Study text:
________________
Minnesota Votes for Housing 2020
Candidate responses in italics.
Name: Jordan Fontenello
City/Town: Preston
Legislative District: 28B
Party: DFL
1: A national poll in May 2020 found that 78% of the public believes our elected leaders are not putting enough attention on people’s need for help to pay for their housing during the coronavirus outbreak. What do you believe is the role of government in ensuring everyone has access to housing?
I believe that the government has the responsibility of unobtrusively watching over its citizens, helping them when the need is present, and assisting in providing the eight basic necessities of daily existence in this post-industrial society we live in. Those eight necessities are: Food, shelter, clothing, healthcare, education, a job, communication, transportation. The government should act as the distributor of resources while the industries act as the suppliers.
2: In Minnesota, 80 of 87 counties do not have the capacity to provide sufficient shelter or temporary housing to those who are homeless. Nationally, a study of US cities found that 25 percent of all requests for emergency shelter went unmet. What will you do to end homelessness?
________________
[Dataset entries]
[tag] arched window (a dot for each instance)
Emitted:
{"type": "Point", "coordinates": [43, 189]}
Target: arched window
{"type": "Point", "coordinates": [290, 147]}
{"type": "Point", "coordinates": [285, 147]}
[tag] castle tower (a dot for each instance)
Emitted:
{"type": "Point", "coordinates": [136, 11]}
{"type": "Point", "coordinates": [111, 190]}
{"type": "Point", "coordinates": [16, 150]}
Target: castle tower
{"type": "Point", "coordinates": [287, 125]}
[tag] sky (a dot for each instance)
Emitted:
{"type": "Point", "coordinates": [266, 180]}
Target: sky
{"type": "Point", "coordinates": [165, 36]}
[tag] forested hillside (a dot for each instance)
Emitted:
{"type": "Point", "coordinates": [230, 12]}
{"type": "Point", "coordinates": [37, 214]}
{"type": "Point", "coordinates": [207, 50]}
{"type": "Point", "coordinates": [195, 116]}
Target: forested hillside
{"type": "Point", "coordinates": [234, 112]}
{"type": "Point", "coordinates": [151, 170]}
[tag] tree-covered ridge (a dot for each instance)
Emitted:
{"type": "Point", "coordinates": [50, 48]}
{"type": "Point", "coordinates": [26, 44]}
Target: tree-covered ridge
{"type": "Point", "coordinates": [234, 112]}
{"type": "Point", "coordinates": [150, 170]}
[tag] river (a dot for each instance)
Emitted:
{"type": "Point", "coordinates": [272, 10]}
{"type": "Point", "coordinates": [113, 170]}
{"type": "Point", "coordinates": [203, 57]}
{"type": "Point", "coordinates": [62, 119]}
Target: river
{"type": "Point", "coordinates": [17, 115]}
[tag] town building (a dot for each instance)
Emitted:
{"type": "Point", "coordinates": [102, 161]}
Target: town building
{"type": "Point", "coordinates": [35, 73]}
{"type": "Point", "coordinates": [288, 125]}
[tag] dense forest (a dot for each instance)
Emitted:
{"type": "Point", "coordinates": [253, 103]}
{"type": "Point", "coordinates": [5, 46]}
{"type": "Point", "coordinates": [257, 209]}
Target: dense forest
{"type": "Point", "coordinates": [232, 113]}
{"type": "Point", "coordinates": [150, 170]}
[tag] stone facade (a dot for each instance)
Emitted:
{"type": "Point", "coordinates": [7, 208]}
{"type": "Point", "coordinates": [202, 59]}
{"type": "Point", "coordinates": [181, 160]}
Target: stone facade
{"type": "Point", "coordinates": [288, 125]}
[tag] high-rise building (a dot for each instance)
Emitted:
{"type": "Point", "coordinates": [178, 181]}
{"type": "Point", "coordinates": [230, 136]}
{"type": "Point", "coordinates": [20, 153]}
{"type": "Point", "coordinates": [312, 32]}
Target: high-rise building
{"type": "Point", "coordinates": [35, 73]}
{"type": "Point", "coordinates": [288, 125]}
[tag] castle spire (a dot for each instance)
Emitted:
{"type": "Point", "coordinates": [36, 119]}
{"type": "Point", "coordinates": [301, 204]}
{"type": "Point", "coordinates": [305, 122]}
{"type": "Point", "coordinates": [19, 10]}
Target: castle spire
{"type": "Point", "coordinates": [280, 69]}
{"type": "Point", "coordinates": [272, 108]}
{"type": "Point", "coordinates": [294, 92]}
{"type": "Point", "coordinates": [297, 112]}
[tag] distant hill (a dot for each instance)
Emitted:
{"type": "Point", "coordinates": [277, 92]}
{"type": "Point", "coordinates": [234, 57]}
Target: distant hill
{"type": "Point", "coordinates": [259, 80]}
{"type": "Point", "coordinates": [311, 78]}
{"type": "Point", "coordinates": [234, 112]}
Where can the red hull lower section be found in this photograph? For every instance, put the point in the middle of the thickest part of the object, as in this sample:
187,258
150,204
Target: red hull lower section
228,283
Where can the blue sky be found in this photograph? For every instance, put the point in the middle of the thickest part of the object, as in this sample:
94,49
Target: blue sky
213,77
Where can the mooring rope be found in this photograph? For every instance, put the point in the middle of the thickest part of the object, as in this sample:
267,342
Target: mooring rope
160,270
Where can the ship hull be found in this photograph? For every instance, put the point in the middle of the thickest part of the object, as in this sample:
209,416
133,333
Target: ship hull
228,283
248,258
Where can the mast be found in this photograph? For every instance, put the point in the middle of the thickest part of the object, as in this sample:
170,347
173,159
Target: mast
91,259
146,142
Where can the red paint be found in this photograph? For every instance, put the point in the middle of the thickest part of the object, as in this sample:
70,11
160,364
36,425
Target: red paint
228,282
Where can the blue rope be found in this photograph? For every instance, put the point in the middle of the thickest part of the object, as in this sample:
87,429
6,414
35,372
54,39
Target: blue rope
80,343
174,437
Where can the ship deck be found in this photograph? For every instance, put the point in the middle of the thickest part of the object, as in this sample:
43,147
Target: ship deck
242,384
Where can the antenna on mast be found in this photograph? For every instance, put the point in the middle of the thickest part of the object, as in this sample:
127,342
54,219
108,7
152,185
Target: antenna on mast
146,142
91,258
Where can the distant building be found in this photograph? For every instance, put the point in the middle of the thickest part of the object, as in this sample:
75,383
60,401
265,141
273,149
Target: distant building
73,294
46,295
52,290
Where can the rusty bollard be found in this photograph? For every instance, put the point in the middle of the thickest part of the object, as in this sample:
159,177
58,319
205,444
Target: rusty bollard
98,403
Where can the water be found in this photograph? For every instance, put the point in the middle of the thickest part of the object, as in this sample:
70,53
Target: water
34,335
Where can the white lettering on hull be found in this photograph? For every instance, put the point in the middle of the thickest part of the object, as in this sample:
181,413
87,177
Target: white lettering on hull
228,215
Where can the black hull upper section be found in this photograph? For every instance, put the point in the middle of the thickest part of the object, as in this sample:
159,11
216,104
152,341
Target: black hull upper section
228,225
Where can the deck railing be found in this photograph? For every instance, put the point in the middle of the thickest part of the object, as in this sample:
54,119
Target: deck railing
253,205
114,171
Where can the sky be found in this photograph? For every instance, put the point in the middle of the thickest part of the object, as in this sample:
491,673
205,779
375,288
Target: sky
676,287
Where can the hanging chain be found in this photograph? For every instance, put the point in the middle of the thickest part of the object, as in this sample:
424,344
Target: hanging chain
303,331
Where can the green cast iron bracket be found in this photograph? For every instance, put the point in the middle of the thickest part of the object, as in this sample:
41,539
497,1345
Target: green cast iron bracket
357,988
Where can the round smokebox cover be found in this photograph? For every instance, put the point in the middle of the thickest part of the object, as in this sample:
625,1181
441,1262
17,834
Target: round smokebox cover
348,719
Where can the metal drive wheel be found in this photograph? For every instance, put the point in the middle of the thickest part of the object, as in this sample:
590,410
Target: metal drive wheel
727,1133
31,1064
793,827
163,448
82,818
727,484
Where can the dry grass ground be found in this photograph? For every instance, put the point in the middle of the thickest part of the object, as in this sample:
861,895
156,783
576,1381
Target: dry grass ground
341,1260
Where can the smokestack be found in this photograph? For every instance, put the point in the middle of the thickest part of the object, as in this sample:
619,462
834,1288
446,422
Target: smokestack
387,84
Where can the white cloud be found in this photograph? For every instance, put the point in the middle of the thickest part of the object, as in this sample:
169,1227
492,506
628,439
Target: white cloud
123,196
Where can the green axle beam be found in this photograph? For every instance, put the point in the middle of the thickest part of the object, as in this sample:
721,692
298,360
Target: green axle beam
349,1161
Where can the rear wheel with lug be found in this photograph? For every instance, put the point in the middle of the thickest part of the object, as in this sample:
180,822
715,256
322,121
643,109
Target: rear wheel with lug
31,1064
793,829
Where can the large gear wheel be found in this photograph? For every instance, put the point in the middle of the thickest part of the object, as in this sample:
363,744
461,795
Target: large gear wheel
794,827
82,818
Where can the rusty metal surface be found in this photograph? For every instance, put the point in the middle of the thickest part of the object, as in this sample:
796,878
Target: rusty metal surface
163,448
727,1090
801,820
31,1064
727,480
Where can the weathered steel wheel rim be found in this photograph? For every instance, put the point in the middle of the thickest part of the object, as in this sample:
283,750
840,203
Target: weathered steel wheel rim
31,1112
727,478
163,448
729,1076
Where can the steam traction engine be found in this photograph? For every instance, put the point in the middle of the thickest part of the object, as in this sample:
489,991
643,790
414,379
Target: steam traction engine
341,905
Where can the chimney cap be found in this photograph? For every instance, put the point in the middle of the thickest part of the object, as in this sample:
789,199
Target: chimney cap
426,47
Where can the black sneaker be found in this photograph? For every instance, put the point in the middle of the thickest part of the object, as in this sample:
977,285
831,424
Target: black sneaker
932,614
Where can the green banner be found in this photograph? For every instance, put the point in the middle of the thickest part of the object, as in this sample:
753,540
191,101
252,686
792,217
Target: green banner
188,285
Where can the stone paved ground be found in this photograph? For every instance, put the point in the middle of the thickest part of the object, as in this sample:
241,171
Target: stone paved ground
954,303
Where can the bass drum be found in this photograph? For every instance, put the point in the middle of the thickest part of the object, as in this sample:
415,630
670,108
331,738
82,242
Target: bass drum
________________
Requirement A: From the housing questionnaire above, quote the passage that begins at the words "Name: Jordan Fontenello" and stops after "access to housing?".
Requirement B:
Answer these questions using the housing questionnaire:
(i) Which legislative district is listed for Jordan Fontenello?
(ii) How many Minnesota counties lack the capacity to provide sufficient shelter or temporary housing to those who are homeless?
(iii) According to the response to the first question, what should the government act as?
Requirement C: Please write what comes next in the housing questionnaire, picking up right after its final sentence.

Output A:
Name: Jordan Fontenello
City/Town: Preston
Legislative District: 28B
Party: DFL
1: A national poll in May 2020 found that 78% of the public believes our elected leaders are not putting enough attention on people’s need for help to pay for their housing during the coronavirus outbreak. What do you believe is the role of government in ensuring everyone has access to housing?

Output B:
(i) District 28B.
(ii) 80 of 87 counties.
(iii) The distributor of resources, while the industries act as the suppliers.

Output C:
Homelessness is not a one-shot deal that implementing one single piece of legislation or policy will solve. It is a multi-faceted problem that can include employment situation, cost of living, medical difficulties, family/marital problems, substance abuse issues, criminal record/activities, ethnicity, age, sex, religious affiliation, etc. Fixing homelessness will thus require a similar multi-faceted approach to fixing it. Looking at jobs, housing, pay, rent/mortgage costs, systemic ethnic discrimination (along with all other forms of discrimination), transportation, education, healthcare. Our society is so integrated that you CANNOT fix only one thing, you've got to fix ALL of them simultaneously. It can be done, but it'll take a lot of work by a lot of intelligent, dedicated people who go out and interact with, listen to, and live in the areas that they represent.
3: According to the Census Bureau's July 22 Household Pulse Survey for Minnesota, and Stout’s analysis of this data, there are 132,000 potential eviction filings over the next 4 months in Minnesota. Over 90% of evictions in Minnesota are for non-payment of rent. What will you do to prevent evictions?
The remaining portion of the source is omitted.